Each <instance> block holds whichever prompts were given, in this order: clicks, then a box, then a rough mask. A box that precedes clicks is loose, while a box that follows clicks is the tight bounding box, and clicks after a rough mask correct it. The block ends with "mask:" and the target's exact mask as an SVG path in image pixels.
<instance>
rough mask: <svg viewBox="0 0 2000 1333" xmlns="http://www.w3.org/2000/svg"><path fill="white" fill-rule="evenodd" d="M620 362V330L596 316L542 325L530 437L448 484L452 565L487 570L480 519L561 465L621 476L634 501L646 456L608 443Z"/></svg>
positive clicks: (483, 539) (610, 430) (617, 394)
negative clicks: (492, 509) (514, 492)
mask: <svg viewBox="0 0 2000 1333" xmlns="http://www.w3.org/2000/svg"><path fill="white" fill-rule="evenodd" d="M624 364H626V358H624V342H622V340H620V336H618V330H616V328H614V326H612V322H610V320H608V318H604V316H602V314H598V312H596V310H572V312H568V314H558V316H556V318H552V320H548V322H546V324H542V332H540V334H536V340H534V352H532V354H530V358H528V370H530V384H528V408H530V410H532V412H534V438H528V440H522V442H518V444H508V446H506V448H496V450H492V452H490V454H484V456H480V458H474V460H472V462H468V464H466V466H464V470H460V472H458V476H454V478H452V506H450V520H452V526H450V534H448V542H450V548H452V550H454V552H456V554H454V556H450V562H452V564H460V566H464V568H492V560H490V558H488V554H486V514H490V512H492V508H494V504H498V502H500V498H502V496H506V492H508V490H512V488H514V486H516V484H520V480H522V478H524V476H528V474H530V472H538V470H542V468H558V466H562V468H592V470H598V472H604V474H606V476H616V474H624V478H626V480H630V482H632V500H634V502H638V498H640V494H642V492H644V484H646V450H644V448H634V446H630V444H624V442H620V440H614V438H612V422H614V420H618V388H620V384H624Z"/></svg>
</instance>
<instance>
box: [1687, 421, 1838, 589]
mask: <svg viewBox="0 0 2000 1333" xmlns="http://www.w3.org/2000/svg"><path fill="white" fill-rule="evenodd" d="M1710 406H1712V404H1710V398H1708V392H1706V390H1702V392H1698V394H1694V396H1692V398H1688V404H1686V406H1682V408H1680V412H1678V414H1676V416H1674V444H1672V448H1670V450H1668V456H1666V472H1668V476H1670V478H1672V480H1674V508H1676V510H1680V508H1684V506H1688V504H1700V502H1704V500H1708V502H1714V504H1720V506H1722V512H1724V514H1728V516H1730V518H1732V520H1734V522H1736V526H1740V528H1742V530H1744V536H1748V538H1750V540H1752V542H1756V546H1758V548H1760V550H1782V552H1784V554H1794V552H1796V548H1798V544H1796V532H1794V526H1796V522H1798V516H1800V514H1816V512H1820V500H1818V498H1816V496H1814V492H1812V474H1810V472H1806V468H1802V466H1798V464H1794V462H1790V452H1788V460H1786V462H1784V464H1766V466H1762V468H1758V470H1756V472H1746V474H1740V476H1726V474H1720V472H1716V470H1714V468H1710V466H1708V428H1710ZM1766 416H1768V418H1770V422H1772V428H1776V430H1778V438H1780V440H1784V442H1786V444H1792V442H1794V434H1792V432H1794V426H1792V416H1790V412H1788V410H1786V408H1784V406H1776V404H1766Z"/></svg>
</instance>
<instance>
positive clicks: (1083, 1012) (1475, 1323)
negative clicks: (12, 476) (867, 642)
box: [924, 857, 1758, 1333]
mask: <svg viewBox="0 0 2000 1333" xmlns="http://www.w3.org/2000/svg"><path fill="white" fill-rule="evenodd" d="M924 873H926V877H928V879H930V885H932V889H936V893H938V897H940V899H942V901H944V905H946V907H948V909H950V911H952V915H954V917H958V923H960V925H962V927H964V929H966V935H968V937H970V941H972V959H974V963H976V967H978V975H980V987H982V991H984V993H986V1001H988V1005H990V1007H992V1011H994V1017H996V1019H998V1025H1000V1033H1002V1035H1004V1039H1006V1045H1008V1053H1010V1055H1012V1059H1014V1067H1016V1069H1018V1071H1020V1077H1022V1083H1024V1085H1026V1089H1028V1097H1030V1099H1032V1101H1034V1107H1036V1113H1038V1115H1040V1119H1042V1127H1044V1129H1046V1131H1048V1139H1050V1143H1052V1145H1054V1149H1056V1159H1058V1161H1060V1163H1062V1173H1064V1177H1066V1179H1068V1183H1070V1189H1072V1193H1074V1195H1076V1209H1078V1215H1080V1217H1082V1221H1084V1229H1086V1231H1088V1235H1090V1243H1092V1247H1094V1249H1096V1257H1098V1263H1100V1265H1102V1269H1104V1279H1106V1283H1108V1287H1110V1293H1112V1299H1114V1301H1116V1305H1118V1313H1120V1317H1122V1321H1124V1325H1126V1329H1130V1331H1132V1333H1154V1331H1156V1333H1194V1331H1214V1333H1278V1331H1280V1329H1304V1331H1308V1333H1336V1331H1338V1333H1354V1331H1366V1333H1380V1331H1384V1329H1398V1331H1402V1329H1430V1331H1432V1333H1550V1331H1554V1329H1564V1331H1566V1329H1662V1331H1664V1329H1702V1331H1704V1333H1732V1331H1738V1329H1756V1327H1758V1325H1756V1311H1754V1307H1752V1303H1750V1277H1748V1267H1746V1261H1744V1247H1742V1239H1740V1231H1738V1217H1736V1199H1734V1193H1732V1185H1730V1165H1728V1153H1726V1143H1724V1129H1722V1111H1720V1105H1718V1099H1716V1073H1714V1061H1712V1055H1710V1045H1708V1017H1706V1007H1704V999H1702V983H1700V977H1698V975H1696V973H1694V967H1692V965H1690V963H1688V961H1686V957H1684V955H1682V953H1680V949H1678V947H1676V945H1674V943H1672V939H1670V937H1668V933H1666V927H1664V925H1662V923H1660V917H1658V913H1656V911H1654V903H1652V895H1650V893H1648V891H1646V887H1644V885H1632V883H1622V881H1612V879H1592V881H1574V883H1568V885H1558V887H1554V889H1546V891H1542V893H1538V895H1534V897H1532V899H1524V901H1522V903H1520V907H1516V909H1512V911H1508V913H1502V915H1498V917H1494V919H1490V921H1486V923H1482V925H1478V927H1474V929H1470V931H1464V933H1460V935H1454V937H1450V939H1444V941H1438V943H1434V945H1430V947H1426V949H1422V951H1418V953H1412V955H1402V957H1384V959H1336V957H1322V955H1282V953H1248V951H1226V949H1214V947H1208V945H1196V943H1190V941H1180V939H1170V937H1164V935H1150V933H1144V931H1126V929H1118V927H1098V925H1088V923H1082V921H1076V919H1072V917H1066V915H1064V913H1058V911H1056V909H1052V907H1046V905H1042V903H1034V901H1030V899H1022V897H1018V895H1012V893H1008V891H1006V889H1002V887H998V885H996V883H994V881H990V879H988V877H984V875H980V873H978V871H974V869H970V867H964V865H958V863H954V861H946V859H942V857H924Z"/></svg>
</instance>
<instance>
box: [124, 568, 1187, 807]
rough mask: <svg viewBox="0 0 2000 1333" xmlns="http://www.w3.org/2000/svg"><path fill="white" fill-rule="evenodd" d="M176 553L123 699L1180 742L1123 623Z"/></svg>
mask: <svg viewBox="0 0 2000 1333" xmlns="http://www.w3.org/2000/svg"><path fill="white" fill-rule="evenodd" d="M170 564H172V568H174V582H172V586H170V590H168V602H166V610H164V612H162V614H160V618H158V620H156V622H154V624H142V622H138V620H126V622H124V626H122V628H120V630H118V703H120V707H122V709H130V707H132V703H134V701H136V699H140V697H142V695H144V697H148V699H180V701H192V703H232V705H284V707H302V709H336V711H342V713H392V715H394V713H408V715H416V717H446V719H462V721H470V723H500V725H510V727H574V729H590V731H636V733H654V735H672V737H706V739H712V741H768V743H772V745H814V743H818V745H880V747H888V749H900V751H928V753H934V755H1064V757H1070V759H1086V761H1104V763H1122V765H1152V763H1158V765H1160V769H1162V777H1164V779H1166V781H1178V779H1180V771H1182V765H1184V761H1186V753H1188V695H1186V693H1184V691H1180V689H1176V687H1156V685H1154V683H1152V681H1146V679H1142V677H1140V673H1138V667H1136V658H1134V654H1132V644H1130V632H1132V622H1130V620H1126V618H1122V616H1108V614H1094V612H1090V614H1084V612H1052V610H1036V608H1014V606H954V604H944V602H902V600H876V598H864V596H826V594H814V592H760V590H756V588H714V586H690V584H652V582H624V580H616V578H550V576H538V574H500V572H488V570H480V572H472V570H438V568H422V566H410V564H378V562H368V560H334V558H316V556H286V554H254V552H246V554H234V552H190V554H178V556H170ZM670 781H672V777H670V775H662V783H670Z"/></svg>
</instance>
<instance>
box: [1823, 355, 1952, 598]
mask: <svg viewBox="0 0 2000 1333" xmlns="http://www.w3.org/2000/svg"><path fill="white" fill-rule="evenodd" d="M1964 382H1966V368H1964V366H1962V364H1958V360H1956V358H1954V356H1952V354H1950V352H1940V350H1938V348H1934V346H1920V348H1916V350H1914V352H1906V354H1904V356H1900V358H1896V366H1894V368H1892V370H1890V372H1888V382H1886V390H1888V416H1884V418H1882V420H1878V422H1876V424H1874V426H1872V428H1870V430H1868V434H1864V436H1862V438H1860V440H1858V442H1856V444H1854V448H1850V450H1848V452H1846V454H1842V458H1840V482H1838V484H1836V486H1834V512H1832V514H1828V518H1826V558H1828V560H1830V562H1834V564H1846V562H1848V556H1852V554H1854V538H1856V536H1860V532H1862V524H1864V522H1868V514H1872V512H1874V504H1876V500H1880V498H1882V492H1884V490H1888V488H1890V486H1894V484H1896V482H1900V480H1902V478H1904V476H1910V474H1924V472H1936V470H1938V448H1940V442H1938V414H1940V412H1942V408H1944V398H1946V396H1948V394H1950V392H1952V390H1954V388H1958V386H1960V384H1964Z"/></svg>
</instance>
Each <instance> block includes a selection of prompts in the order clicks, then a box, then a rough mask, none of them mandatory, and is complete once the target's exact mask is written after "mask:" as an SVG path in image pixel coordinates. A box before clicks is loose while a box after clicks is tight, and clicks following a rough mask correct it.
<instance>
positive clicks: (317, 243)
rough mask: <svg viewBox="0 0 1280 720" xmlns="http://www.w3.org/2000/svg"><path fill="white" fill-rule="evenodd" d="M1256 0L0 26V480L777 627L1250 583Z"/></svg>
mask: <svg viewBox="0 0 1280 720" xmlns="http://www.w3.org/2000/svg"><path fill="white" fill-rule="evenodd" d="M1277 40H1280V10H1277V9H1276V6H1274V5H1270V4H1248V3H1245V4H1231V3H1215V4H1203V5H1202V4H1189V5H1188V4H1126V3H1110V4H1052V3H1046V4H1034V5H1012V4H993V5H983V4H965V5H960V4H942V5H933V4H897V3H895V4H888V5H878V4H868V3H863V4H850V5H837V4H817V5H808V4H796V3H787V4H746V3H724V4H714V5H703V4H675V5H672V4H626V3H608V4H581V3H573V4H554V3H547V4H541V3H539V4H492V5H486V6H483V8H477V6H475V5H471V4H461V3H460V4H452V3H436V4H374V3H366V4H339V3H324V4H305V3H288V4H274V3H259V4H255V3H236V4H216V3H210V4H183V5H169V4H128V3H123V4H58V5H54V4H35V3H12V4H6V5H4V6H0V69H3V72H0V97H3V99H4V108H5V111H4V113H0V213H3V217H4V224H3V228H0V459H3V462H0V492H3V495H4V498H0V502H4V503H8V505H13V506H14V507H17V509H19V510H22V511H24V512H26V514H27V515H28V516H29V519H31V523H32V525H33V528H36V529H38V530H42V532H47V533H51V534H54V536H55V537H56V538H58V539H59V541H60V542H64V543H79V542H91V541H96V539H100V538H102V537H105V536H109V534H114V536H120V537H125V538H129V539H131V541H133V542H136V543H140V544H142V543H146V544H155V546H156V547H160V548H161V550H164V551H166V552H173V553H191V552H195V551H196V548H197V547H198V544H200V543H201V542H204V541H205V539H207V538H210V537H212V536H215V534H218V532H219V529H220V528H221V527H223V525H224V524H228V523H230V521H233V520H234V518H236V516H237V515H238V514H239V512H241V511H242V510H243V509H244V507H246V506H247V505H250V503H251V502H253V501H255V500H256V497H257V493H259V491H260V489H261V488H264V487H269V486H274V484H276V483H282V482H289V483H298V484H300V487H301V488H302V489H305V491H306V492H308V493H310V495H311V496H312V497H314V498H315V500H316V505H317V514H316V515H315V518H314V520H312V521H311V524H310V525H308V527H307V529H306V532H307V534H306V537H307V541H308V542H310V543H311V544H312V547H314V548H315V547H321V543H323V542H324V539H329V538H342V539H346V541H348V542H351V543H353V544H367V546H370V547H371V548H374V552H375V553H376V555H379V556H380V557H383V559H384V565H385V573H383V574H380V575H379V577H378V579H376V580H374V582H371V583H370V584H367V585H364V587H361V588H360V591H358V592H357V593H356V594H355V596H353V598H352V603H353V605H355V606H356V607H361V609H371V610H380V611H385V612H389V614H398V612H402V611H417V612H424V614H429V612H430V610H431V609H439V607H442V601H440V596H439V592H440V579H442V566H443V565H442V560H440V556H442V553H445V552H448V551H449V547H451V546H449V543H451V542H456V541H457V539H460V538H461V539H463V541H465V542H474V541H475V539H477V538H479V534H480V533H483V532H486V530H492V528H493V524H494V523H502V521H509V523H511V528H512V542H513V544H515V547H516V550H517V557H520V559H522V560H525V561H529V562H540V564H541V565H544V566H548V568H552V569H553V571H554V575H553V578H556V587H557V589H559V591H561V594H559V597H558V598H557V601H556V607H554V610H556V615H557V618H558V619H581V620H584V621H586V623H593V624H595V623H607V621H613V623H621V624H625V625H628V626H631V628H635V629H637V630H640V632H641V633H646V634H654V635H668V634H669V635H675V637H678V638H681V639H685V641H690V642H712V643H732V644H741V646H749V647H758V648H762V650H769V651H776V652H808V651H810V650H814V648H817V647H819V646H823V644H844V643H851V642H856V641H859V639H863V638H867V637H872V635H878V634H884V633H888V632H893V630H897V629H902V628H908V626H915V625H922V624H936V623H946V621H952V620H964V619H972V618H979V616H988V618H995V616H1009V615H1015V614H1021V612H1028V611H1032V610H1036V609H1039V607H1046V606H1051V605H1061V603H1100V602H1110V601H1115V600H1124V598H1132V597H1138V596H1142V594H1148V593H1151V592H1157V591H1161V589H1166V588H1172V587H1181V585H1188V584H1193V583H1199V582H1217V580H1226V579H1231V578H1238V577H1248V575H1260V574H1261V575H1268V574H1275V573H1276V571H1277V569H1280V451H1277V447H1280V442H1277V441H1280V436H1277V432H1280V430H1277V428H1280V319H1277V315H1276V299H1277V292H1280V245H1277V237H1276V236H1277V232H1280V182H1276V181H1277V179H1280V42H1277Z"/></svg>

### Directions for this task
Return each line of the records that contains the string "negative".

### Answer to this task
negative clicks: (492, 509) (514, 492)
negative clicks: (12, 476) (867, 642)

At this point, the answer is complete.